WORK TO BE COMPLETED:
Copy every one of the items below word for word, leaving out the pictures.

────────────────

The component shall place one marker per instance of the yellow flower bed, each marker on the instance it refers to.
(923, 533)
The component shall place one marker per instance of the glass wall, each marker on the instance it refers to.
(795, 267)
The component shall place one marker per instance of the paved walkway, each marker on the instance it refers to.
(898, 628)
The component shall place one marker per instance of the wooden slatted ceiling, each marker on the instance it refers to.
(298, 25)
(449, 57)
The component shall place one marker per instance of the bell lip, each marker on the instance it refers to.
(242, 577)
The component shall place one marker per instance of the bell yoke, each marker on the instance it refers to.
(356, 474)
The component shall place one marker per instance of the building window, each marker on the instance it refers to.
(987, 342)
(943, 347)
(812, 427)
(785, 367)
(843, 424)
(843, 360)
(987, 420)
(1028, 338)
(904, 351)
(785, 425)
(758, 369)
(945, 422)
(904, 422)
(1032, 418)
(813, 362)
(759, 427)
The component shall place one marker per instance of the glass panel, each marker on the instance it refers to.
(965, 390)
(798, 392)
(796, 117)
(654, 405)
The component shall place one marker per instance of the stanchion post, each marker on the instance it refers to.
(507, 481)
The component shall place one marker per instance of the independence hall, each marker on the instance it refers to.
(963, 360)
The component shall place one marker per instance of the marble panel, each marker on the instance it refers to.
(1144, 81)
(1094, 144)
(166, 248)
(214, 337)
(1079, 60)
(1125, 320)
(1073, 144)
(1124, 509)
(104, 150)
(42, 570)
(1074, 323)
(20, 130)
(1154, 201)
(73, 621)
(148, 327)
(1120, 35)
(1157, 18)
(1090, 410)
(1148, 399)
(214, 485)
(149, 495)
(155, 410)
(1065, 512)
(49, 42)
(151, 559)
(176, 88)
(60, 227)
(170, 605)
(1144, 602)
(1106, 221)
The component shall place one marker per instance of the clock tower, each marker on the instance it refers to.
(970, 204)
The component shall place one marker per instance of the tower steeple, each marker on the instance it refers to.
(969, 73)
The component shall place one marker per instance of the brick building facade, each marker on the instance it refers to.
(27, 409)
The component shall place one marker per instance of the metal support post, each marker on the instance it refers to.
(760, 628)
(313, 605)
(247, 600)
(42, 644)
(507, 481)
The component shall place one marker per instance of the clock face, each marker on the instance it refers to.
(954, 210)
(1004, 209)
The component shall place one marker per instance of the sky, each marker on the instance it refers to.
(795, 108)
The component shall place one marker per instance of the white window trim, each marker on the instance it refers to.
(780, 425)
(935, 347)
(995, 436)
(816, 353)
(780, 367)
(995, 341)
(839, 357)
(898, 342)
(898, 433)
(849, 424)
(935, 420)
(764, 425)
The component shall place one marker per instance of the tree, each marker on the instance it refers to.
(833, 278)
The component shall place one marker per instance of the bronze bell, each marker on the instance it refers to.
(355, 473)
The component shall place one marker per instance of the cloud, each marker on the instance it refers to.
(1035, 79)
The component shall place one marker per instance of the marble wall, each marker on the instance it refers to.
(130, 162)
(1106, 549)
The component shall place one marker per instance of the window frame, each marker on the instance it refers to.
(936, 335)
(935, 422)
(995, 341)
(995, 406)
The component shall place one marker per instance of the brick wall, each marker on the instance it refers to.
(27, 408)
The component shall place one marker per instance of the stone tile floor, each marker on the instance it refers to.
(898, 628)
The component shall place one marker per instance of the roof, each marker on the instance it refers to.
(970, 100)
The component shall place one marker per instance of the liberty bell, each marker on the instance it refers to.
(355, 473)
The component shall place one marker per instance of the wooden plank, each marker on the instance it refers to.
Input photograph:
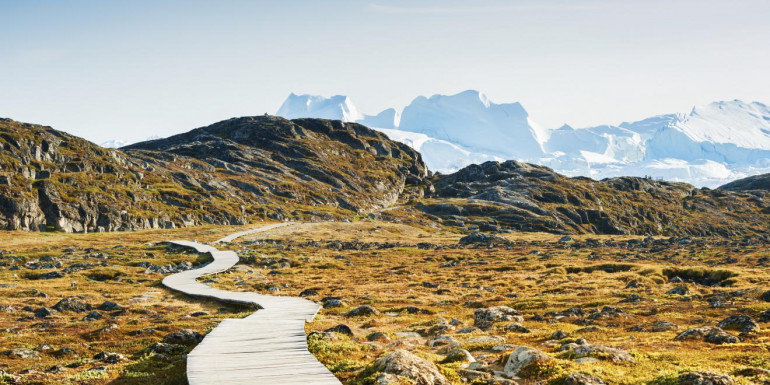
(268, 347)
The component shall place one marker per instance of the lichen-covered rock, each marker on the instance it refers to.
(110, 358)
(363, 310)
(25, 354)
(73, 304)
(741, 323)
(705, 378)
(401, 363)
(523, 357)
(711, 334)
(486, 317)
(583, 379)
(583, 349)
(183, 337)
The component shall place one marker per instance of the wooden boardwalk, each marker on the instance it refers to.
(268, 347)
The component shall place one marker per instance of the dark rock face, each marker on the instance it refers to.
(741, 323)
(756, 182)
(73, 304)
(583, 379)
(710, 334)
(406, 365)
(705, 378)
(225, 173)
(183, 337)
(524, 197)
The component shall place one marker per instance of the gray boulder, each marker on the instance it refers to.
(401, 363)
(486, 317)
(705, 378)
(73, 304)
(741, 323)
(576, 378)
(711, 334)
(522, 357)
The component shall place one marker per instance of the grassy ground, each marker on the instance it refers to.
(537, 275)
(392, 267)
(151, 311)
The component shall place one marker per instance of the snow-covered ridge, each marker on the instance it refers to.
(708, 146)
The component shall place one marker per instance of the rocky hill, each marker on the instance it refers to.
(525, 197)
(226, 173)
(755, 183)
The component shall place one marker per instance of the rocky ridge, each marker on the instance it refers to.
(226, 173)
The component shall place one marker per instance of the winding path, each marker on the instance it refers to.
(268, 347)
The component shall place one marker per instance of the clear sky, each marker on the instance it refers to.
(130, 69)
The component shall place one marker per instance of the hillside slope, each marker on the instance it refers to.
(755, 182)
(525, 197)
(226, 173)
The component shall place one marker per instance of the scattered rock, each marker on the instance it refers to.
(183, 337)
(73, 304)
(363, 310)
(711, 334)
(484, 318)
(342, 329)
(655, 327)
(43, 312)
(559, 335)
(516, 327)
(705, 378)
(483, 238)
(583, 349)
(459, 355)
(110, 358)
(404, 364)
(679, 290)
(576, 378)
(92, 316)
(523, 357)
(24, 354)
(378, 336)
(110, 306)
(741, 323)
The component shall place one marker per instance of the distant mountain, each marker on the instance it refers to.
(241, 169)
(526, 197)
(114, 143)
(337, 107)
(708, 146)
(752, 183)
(469, 119)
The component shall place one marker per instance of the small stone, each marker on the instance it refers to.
(110, 358)
(183, 337)
(378, 336)
(405, 364)
(24, 354)
(363, 310)
(741, 323)
(110, 306)
(705, 378)
(43, 312)
(342, 329)
(522, 357)
(583, 379)
(73, 304)
(679, 290)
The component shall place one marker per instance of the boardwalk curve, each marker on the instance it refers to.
(268, 347)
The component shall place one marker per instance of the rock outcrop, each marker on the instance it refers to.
(524, 197)
(227, 173)
(401, 363)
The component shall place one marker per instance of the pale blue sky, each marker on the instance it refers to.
(127, 70)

────────────────

OUTPUT FOR THIS TASK:
The component shall place one marker per instance of the yellow flower bed, each marker on the instance it refers to.
(923, 533)
The component shall place one marker per instance of the glass wall, each marker on the instance it refers to.
(795, 267)
The component shall place one marker per instance of the paved walkway, each marker on the instance it refers to.
(898, 628)
The component shall place one marker per instance of the wooden slatted ceiling, each marker on the instance it refers to.
(298, 25)
(449, 57)
The component shall place one marker per instance of the bell lip, each marker on the instance it refers to.
(242, 577)
The component shall place one marker per instance of the bell yoke, each marker on the instance it refers to.
(356, 474)
The component shall place one marker per instance of the building window, each marker on the instance it refers to.
(987, 342)
(943, 347)
(812, 427)
(785, 367)
(843, 424)
(843, 360)
(987, 420)
(1028, 338)
(904, 351)
(785, 425)
(758, 369)
(945, 422)
(904, 422)
(1032, 418)
(813, 362)
(759, 427)
The component shall place one marker per instance of the glass panel, each marker on the instance it refers to.
(965, 390)
(798, 392)
(796, 117)
(654, 405)
The component shall place one marker per instance of the stanchion post, each marker on the instance it refers to.
(507, 481)
The component shall place one marker per instance of the independence hall, each marker on the instance it refers to.
(963, 360)
The component shall place one marker per instance of the marble panel, each marker on the instance it refers to.
(1144, 81)
(1094, 144)
(166, 248)
(214, 337)
(1079, 60)
(1125, 320)
(1073, 144)
(1124, 509)
(104, 150)
(42, 570)
(1074, 323)
(20, 130)
(1154, 201)
(73, 621)
(148, 327)
(1120, 35)
(1157, 18)
(1090, 410)
(1148, 399)
(214, 485)
(149, 495)
(155, 410)
(1065, 512)
(49, 42)
(151, 559)
(176, 88)
(60, 227)
(170, 605)
(1144, 602)
(1106, 221)
The component shall place one marker per instance of the clock tower, each marker on the instance it refers to.
(970, 204)
The component shall place one marker per instance of the tower steeple, each marker on the instance it refers to.
(969, 73)
The component shall place one marker per instance of the brick building facade, each marker on the instance it refers to.
(27, 409)
The component shall place one marker per instance of the metal support post, each marker on the instance it refers to.
(760, 628)
(313, 605)
(247, 600)
(42, 644)
(507, 481)
The component shall place one marker per instance of the clock face, each marker on the instance it refers to.
(954, 210)
(1004, 209)
The component shall place one marker per instance of the sky, each marker on the instance it refers to.
(795, 108)
The component shall place one marker per instance of the white window trim, each marker on the instance it refers to.
(780, 425)
(935, 347)
(995, 436)
(816, 353)
(780, 367)
(995, 341)
(839, 357)
(898, 342)
(898, 433)
(849, 424)
(935, 420)
(764, 425)
The component shall place one marker per instance of the tree, each marker on the instance it refers to.
(833, 278)
The component shall place one marker per instance of the bronze bell, each marker on the instance it refers to.
(355, 473)
The component shall place one marker per instance of the cloud, each marker on the instance it refers to.
(1035, 79)
The component shall place one marker per instance of the marble wall, each marker on the instance it refers to.
(130, 162)
(1106, 549)
The component shall place one marker per instance of the window frame, each marker on the instance it refers to.
(936, 335)
(935, 422)
(995, 341)
(995, 406)
The component shall place one marker per instance of the brick wall, each marker on the instance it refers to.
(27, 408)
The component shall place one marker per instance of the stone tile floor, each marker on the instance it refers to.
(898, 628)
The component shall place one marker per instance of the roof, each marker on the instance it refers to.
(970, 100)
The component shall place one marker per instance of the liberty bell, each marker on the instance it refers to.
(355, 473)
The component shall place one marker per instance of the wooden plank, each marker on the instance it refers to.
Input photograph:
(268, 347)
The component shall place one marker per instance of the lichen-covered rock, each marker on the instance it refers to.
(110, 358)
(363, 310)
(25, 354)
(73, 304)
(741, 323)
(705, 378)
(401, 363)
(523, 357)
(711, 334)
(486, 317)
(583, 379)
(583, 349)
(183, 337)
The component shall place one marker per instance of the wooden boardwalk, each marker on the instance it refers to.
(268, 347)
The component shall place one marker per instance of the dark rock face, each marker on the instance it refers to.
(741, 323)
(756, 182)
(73, 304)
(583, 379)
(710, 334)
(406, 365)
(705, 378)
(225, 173)
(183, 337)
(524, 197)
The component shall place one marker per instance of the gray boulder, each marker on the instance it refers to.
(401, 363)
(486, 317)
(705, 378)
(73, 304)
(741, 323)
(576, 378)
(711, 334)
(522, 357)
The component shall place one marker per instance of the grassy ground, each marker on the instance it refers to.
(537, 275)
(392, 267)
(151, 311)
The component shall place one marker per instance of the snow-covered ridge, each marker on the instance it refers to.
(708, 146)
The component shall place one marker per instance of the rocky hill, each marker on the instance it refers to.
(525, 197)
(226, 173)
(755, 183)
The component shall place one marker per instance of the rocky ridge, each marker on the instance it refers to.
(226, 173)
The component shall place one marker per instance of the winding path, each marker on the instance it refers to.
(268, 347)
The component shall place one marker per instance of the clear sky, each marker on the instance it refers to.
(130, 69)
The component shall place one marker per instance of the hillside slope, each marker on the instance it refers to.
(755, 182)
(525, 197)
(226, 173)
The component shall place one marker per instance of the scattered rock, each marker on the instance it refers to.
(183, 337)
(73, 304)
(363, 310)
(711, 334)
(484, 318)
(342, 329)
(655, 327)
(43, 312)
(559, 335)
(516, 327)
(705, 378)
(483, 238)
(583, 349)
(459, 355)
(110, 358)
(404, 364)
(679, 290)
(576, 378)
(92, 316)
(523, 357)
(24, 354)
(378, 336)
(110, 306)
(741, 323)
The component shall place one marker per instance of the distant mountain, each marker on the instance it refers to.
(241, 169)
(526, 197)
(114, 143)
(337, 107)
(708, 146)
(752, 183)
(469, 119)
The component shall place one marker per instance of the small stone, each marker on the instance it refers to.
(110, 358)
(183, 337)
(378, 336)
(405, 364)
(24, 354)
(363, 310)
(741, 323)
(110, 306)
(705, 378)
(43, 312)
(342, 329)
(522, 357)
(583, 379)
(73, 304)
(679, 290)
The component shall place one marker per instance of the boardwalk curve, each marker on the instance it refers to.
(268, 347)
The component shall place one marker per instance of the rock outcrop, each marker on the instance it refers to.
(524, 197)
(227, 173)
(401, 363)
The component shall place one marker per instance of the pale blue sky, each marker on the instance it refers to.
(127, 70)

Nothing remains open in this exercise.